Task prompt | Return, word for word, the passage of the post on abstinence-only sex education starting at "Abstinence sucks as" and ending at "abstinence-only sexual education.".

Document section |

Abstinence sucks as public policy
By Alison, Friday, December 7, 2007, 2 commentsA report released this week by the Centers for Disease Control and Prevention shows that teen pregnancy rates are on the rise in the US, for the first time since 1991. And the numbers suggest that the states with the highest teen pregnancy rates are the states that emphasize abstinence-only sexual education.
Here’s my official stance: abstinence is a perfectly good personal decision, but it’s terrible public policy. There’s loads of evidence for this, and it keeps piling up. We’re now seeing that abstinence-only education not only doesn’t keep kids from having sex, but it seems to correlate to kids not using contraception when they do have sex. So not only does it not achieve its own stated goal, but it actually might be responsible for the increase in teen pregnancy rates that we’re seeing (along with an increase in sexually transmitted infections like syphilis, gonorrhea and chlamydia. People, what decade are we in?) And we as a country are spending $176 million on abstinence-only education every year.
This is not even taking into consideration the cost to us a society when teenagers have babies. In South Carolina, the total cost to taxpayers associate with teen childbearing was $156 million in 2004. And the cost to those teens themselves is even higher, as they’re more likely to drop out of high school and live in poverty.
One senior research fellow with the abstinence-happy Heritage Foundation was quoted in the New York Times as saying that most teens who get pregnant want to have babies. Is there any evidence for that at all? Robert Rector, have you ever met a teenaged girl?
Again and again, research has shown that the way to decrease unwanted pregnancies (and abortions) is to provide information about and access to contraception. My own experience backs this up: my students, many of whom are teens fresh out of some of South Carolina’s abstinence-only high schools, are often woefully uninformed about how their bodies work. But many of them are having sex--and they’re hungry for real information on preventing pregnancy and disease.
The US has the highest teen pregnancy rate among all developed nations, and it’s getting higher. If you’re as disgruntled about this as I am, take some action. Write a letter to the editor, write your elected officials (including your school board), and let’s see if we can’t get up to date with the 21st century.

Supplied entries |
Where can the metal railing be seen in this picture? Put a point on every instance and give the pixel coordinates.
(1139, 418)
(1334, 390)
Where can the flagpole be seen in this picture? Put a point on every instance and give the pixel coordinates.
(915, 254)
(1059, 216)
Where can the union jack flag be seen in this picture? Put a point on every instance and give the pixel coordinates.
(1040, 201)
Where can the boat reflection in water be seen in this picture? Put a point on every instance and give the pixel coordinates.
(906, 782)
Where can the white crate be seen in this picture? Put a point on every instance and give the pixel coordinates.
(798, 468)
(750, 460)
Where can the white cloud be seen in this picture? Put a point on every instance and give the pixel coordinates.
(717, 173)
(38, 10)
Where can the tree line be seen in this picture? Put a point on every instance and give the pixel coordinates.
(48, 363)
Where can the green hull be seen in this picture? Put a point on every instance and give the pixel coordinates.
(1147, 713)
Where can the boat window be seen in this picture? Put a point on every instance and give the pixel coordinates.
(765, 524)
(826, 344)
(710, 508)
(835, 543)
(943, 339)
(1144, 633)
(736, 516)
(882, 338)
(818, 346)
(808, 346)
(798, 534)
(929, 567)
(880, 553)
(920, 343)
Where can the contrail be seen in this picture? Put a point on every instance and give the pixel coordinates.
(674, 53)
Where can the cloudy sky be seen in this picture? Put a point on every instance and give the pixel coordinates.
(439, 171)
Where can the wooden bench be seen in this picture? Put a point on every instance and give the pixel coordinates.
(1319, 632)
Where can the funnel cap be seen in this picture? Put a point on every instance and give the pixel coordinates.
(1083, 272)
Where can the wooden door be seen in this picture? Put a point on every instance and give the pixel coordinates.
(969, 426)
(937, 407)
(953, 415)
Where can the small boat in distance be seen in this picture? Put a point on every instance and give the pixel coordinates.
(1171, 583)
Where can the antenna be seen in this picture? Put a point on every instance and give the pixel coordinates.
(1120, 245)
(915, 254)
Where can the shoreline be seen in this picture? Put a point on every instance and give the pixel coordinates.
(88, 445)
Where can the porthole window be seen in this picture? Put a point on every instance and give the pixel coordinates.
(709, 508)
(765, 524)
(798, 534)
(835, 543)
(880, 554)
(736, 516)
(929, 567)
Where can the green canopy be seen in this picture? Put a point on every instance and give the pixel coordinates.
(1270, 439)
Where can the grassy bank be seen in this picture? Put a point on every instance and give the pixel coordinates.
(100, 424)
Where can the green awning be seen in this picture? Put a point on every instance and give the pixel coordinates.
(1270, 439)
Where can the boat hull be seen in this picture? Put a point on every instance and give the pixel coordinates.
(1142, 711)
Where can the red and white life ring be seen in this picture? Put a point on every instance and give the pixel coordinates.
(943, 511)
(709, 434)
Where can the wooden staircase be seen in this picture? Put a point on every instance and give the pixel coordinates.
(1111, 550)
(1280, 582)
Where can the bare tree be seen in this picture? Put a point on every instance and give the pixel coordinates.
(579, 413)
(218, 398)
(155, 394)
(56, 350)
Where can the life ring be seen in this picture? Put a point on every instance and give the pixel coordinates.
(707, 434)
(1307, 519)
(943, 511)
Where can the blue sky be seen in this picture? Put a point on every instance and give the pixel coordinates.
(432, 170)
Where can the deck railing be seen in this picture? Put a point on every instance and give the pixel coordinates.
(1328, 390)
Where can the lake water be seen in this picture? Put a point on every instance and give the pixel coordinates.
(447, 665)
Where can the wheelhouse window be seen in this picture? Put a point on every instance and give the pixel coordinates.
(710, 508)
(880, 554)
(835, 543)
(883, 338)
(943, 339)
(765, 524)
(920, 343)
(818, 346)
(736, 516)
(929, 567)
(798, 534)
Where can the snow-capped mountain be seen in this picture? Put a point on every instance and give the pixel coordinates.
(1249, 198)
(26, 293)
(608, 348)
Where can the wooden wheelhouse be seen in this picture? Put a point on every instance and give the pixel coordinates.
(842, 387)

Solved exercise |
Abstinence sucks as public policy
By Alison, Friday, December 7, 2007, 2 commentsA report released this week by the Centers for Disease Control and Prevention shows that teen pregnancy rates are on the rise in the US, for the first time since 1991. And the numbers suggest that the states with the highest teen pregnancy rates are the states that emphasize abstinence-only sexual education.